* YOUR TASK *
Search the lines of the records for the word "tree", and copy every line that has it.

Data records
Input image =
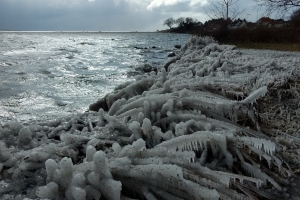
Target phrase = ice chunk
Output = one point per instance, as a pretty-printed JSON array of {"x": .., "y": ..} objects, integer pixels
[
  {"x": 100, "y": 164},
  {"x": 47, "y": 192},
  {"x": 25, "y": 136}
]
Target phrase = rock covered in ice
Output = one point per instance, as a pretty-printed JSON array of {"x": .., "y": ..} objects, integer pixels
[{"x": 177, "y": 134}]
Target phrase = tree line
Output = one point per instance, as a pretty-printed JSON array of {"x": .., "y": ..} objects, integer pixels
[
  {"x": 224, "y": 8},
  {"x": 181, "y": 22}
]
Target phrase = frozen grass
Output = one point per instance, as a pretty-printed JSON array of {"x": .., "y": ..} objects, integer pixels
[{"x": 270, "y": 46}]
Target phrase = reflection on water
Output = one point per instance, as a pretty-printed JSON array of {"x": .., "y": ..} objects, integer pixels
[{"x": 50, "y": 74}]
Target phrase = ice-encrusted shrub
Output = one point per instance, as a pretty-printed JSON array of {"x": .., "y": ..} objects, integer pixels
[{"x": 191, "y": 131}]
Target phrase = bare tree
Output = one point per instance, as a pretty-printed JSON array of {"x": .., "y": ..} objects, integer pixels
[
  {"x": 224, "y": 9},
  {"x": 280, "y": 6},
  {"x": 169, "y": 22},
  {"x": 295, "y": 17},
  {"x": 180, "y": 21}
]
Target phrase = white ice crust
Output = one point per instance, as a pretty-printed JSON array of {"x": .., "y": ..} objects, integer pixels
[{"x": 170, "y": 135}]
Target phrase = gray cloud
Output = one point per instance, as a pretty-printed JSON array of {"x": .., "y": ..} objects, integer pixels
[{"x": 94, "y": 15}]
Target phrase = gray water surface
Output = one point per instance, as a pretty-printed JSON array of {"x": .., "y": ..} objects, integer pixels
[{"x": 47, "y": 75}]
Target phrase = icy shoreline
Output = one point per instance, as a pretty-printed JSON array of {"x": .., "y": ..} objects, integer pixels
[{"x": 191, "y": 131}]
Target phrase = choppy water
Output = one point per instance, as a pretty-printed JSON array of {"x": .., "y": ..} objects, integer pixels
[{"x": 45, "y": 75}]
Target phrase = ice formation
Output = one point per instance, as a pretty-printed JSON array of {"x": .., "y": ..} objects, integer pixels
[{"x": 175, "y": 134}]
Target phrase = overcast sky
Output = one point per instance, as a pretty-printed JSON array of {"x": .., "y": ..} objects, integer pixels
[{"x": 104, "y": 15}]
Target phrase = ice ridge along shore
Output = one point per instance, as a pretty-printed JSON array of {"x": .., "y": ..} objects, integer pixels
[{"x": 194, "y": 130}]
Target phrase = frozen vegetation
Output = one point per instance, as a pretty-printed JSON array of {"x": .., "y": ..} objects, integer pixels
[{"x": 200, "y": 128}]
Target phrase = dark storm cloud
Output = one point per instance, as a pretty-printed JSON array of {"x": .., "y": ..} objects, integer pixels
[{"x": 94, "y": 15}]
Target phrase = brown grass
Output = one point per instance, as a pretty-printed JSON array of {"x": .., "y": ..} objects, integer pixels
[{"x": 270, "y": 46}]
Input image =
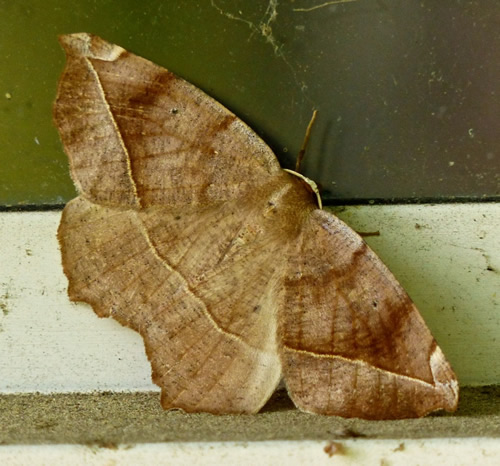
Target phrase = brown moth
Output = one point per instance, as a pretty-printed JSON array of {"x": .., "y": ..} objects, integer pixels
[{"x": 188, "y": 231}]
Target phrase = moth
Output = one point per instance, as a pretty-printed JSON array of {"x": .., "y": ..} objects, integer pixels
[{"x": 187, "y": 230}]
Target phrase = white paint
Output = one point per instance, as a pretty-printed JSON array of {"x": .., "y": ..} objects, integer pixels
[
  {"x": 48, "y": 344},
  {"x": 363, "y": 452}
]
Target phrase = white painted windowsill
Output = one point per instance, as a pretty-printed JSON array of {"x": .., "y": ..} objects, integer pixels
[{"x": 446, "y": 256}]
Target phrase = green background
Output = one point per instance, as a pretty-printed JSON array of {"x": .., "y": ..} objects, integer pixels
[{"x": 407, "y": 92}]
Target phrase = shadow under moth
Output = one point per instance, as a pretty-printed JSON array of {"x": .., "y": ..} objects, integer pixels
[{"x": 187, "y": 230}]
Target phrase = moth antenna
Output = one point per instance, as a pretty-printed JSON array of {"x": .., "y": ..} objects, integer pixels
[{"x": 302, "y": 151}]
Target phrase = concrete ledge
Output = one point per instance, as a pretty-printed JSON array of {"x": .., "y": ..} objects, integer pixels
[{"x": 111, "y": 419}]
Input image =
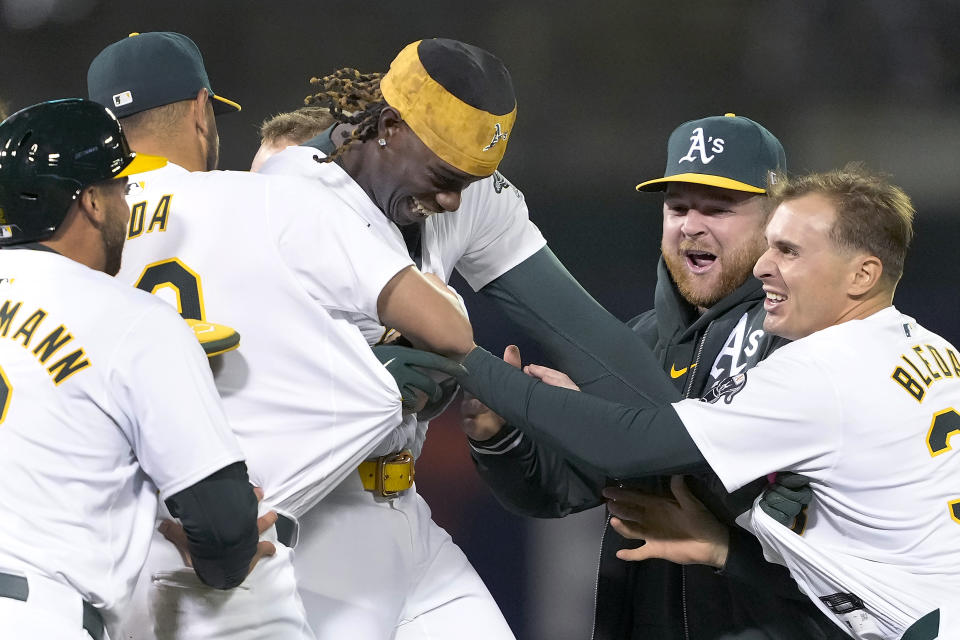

* SOLUTION TO THIS EXERCISE *
Target phrase = tree line
Target phrase = bare tree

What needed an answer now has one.